→ Task instructions: Set down the whole listing verbatim.

Stored records:
<<<<

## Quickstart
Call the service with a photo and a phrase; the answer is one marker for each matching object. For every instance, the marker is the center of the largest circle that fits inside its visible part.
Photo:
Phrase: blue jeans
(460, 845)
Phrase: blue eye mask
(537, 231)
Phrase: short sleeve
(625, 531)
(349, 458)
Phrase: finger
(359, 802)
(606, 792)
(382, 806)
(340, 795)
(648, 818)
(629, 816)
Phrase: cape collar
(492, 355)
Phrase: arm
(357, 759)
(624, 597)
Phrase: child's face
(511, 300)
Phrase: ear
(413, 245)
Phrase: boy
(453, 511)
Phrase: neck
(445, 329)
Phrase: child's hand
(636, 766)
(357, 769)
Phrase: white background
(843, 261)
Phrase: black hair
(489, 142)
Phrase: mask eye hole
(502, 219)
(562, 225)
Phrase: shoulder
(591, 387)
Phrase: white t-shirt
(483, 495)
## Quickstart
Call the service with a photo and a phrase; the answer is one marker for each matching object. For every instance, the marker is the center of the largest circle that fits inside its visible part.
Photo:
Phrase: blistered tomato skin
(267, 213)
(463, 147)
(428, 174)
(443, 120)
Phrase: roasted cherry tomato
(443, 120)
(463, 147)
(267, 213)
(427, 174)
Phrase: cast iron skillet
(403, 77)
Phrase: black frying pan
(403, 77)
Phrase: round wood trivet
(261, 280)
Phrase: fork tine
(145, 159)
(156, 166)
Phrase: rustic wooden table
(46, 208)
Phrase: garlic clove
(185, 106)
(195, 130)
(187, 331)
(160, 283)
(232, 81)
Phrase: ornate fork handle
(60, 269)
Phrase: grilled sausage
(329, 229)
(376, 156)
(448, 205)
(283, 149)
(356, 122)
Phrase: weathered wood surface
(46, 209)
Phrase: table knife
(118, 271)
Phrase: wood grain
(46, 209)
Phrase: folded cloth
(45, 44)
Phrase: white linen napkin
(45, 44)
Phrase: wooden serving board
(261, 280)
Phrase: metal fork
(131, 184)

>>>>

→ Task output:
## Quickstart
Call the service with a photo and a phrase; the answer is one marker for each matching object. For every instance, the marker is the center of the largest circle that fits inside its visible part.
Photo:
Phrase: blue jeans
(460, 845)
Phrase: blue eye mask
(537, 231)
Phrase: short sleeve
(625, 531)
(349, 458)
Phrase: finger
(359, 802)
(606, 792)
(382, 806)
(340, 795)
(648, 818)
(629, 816)
Phrase: cape collar
(492, 355)
Phrase: arm
(357, 759)
(624, 597)
Phrase: child's face
(511, 300)
Phrase: ear
(413, 245)
Phrase: boy
(453, 511)
Phrase: neck
(445, 329)
Phrase: child's hand
(636, 766)
(357, 769)
Phrase: white background
(843, 261)
Phrase: black hair
(489, 142)
Phrase: mask eye hole
(502, 219)
(562, 225)
Phrase: shoulder
(591, 387)
Phrase: white t-shirt
(483, 495)
## Quickstart
Call the service with a photo and a phrase; the answer is one marker for each matching object. For every instance, the marker is the center of the largest circle that fits inside its visible part.
Photo:
Phrase: blistered tomato skin
(267, 213)
(463, 147)
(428, 174)
(443, 120)
Phrase: roasted cherry tomato
(443, 120)
(463, 147)
(267, 213)
(427, 174)
Phrase: cast iron skillet
(403, 77)
Phrase: black frying pan
(403, 77)
Phrase: round wood trivet
(261, 280)
Phrase: fork tine
(145, 159)
(156, 166)
Phrase: rustic wooden table
(46, 208)
Phrase: garlic clove
(185, 106)
(195, 130)
(187, 331)
(160, 283)
(232, 81)
Phrase: ornate fork handle
(60, 269)
Phrase: grilled sausage
(329, 229)
(376, 156)
(448, 205)
(283, 149)
(356, 122)
Phrase: weathered wood surface
(46, 209)
Phrase: table knife
(118, 271)
Phrase: wood grain
(46, 209)
Phrase: folded cloth
(45, 44)
Phrase: white linen napkin
(45, 44)
Phrase: wooden serving board
(261, 280)
Phrase: metal fork
(131, 184)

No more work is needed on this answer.